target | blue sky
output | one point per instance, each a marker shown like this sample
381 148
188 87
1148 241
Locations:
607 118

## Description of the task
Rescale the material above by writing out all of its lines again, requests included, and multiplying every point coordinate in the answers by 1.8. Round each result to a whole number, rounding halves up, and leave the numbers in the requests and their format samples unchanged.

## The response
target | blue sky
output | one point per instance, each a marker shown like this sample
381 148
188 87
1148 241
Locations:
1093 212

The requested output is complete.